**EXCERPTED PASSAGE**
• • • • •

Cynic what on earth are you talking about.

Labours policy on welfare benefits is nothing like that of the governments.

Have you been on the piss????????????

Either that or you just dont understand it!!!

Haystack - 07 Apr 2013 18:40 - 22911 of 81564

Labour is panicking over welfare because they have realised that the public are largely behid the welfare cuts. It was the same in the Thatcher era. When the country has high unemployment, the opes in work are generally better off than when there is high employment. I remember it well when all the pundits said that Thatcher would lose due to high unemployment. In fact she won easily.

Fred1new - 07 Apr 2013 18:41 - 22912 of 81564

Cynic,

I am not sure that :

“labour was in power from 1997 to 2010, so they had oodles of time to change anything they didn't like - and felt was in the best interests of the country ..... it pretty much follows, that if they change or reverse something, they figured it wasn't so bad after all ..... not quite fair i will accept”
makes sense, but if my guesses are right

I partially agree with you, but a mistake they made in 1997 was committing to “spending restrictions of the previous government”.

This commitment was partially given to make them electable and probably the awareness of the “rawness” they might have, if they got into power. What effect that had on their policies I am not sure and maybe interesting to read some of the “political and new paper” commentaries of the success of labour government management of the economy for the period 1997-2006.

• • • • •

**TASKS TO CARRY OUT**
1. Reproduce the forum thread on welfare policy from "Cynic what on" up to and including "dont understand it!!!".
2. According to the post by Haystack in the forum thread on welfare policy, why is Labour panicking over welfare? Answer in one to three sentences.

(Coordinate annotation listing)
• • • • •

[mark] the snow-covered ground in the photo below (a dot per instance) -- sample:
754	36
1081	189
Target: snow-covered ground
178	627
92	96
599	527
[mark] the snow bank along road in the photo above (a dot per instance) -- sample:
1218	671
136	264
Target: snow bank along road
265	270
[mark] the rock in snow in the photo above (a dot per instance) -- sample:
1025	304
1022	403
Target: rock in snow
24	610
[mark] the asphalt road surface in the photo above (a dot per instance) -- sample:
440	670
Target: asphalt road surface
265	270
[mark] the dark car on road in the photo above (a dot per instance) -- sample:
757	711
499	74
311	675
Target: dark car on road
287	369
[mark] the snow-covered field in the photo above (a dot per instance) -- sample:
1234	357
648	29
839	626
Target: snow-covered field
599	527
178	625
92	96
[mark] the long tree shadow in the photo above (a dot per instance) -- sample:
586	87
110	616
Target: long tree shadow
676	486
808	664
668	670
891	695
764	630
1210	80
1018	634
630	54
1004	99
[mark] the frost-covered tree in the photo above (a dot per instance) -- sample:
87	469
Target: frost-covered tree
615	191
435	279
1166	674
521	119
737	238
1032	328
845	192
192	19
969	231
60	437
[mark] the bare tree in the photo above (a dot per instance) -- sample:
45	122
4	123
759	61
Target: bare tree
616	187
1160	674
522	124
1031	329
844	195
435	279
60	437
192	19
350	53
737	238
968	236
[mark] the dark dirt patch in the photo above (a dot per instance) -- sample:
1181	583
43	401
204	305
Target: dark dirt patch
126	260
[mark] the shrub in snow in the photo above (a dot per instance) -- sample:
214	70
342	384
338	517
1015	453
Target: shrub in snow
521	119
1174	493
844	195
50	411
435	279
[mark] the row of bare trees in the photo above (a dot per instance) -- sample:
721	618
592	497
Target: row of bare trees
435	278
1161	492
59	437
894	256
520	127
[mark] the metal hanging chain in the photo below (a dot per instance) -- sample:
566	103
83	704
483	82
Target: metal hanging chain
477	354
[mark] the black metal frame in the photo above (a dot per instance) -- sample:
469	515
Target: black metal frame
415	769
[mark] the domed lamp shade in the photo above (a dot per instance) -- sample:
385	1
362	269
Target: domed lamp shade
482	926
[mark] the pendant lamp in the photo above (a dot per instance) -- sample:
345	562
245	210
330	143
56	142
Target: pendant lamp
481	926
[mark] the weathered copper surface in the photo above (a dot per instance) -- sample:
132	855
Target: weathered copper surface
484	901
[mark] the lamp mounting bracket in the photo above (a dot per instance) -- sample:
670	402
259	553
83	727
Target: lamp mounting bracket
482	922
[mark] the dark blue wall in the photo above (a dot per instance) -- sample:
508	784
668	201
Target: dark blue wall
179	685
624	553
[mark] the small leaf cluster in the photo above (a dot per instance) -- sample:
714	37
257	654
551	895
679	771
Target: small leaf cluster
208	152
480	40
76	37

• • • • •

**EXERCISE RESPONSES**
1.
Cynic what on earth are you talking about.

Labours policy on welfare benefits is nothing like that of the governments.

Have you been on the piss????????????

Either that or you just dont understand it!!!

2. Labour has realized that the public are largely behind the welfare cuts.